TO BE DONE:
(1) What questions does the passage on moving a young soccer player up to an older age group use as its headings?
(2) From the passage on moving a young soccer player up to an older age group, write out the part that begins at the words "Speak with your" and ends after "other as well.".

PROVIDED PASSAGE:
○ ○ ○ ○ ○

Let’s ask a few questions that will help guide you if she is ready to move up to the next age group or not.
What does she want?
As parents and coaches, we often make decisions on behalf of young kids that might not be in their best interest. We make decisions on what we think she wants without asking her directly what she wants to do.
Some parents live vicariously through their children. They want their kid to be a star, so they can tell others about their child’s success. It is ego-driven. They are very involved in the child’s practice and development. Often times, pushing the child to a point where they no longer want to play.
By this point, it is too late. The parent or coach projected an image of who they wanted their child to be instead of allowing the child’s interest to guide them. Put their desires first and it will help lead you to the right decision.
Is she strong enough?
Some children are technically skilled enough to play bigger competition. They have ball control and tactical know-how. But this doesn’t take into account the overall roughness of the game of soccer. Without the ability to handle the physical aspect of the game, it could hurt the her ability to compete. Safety is a big concern for smaller players. They can’t hold their own against kids that are stronger and faster.
Any given player can be between 1-3 years on either side of their chronological age. In other words, a 15 year old can be as young physically as a 12 year or old as a 18 year old. I was a late bloomer. In 9th grade, I was 5’5” and my voice hadn’t cracked yet. I was two years behind my peers in soccer.
Rules play a factor too. In the US, headers are prohibited in games with players aged 10 or less. This includes even if a 10 year old plays in a U12 or older league. No one would want a scenario where a player moves up but gets hurt in the process.
What is her commitment level?
As you move up in difficulty, the time commitment to play increases. This makes sense. The most talented players are the ones that spend the most amount of time practicing and playing.
At least in the United States, travel soccer teams consume entire weekends and free time with tournaments and competitive games throughout many states. Only the dedicated and financially able survive.
Speak with your star player and ask how far she wants to go with her soccer journey. Her answer and, more importantly, her actions will tell you what she really wants to do. Anyone that doesn’t want to be a rising star won’t become one.
Will she fit in?
The main reason kids like to play soccer is to have fun and spend time with their friends. Does she make friends rather easily or does she take some time? Does she have friends at the next level to ease the transition or does she have to start over? Without friends, it can certainly lead to unintended consequences.
Players moving up may lose confidence to play at their best level. A star in one age group might be a timid, shy follower in another group setting. Kids can be mean to each other as well.

○ ○ ○ ○ ○

COLLECTED MATERIAL:
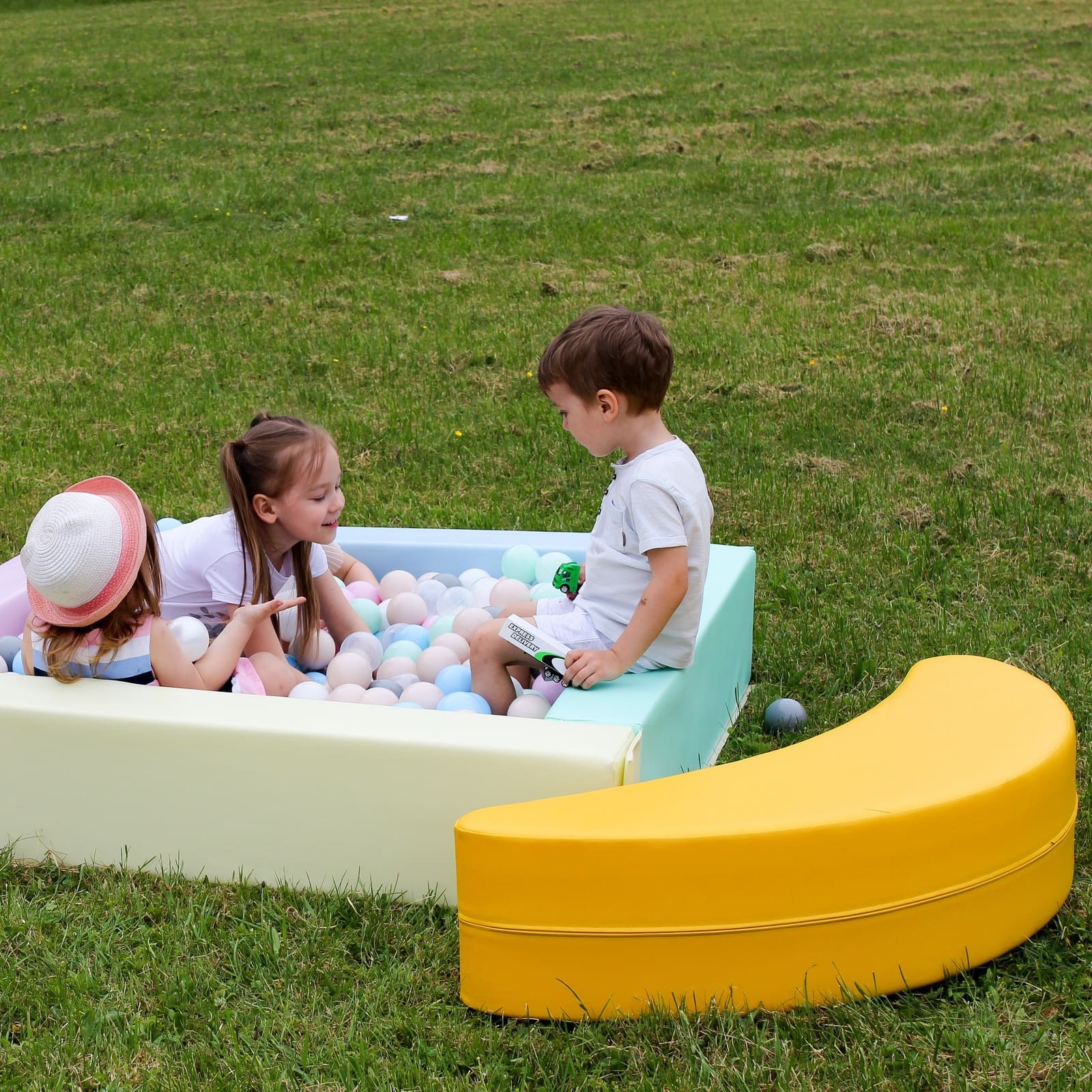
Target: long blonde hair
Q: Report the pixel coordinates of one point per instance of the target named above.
(61, 644)
(270, 458)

○ ○ ○ ○ ○

WORKED SOLUTIONS:
(1)
- What does she want?
- Is she strong enough?
- What is her commitment level?
- Will she fit in?

(2)
Speak with your star player and ask how far she wants to go with her soccer journey. Her answer and, more importantly, her actions will tell you what she really wants to do. Anyone that doesn’t want to be a rising star won’t become one.
Will she fit in?
The main reason kids like to play soccer is to have fun and spend time with their friends. Does she make friends rather easily or does she take some time? Does she have friends at the next level to ease the transition or does she have to start over? Without friends, it can certainly lead to unintended consequences.
Players moving up may lose confidence to play at their best level. A star in one age group might be a timid, shy follower in another group setting. Kids can be mean to each other as well.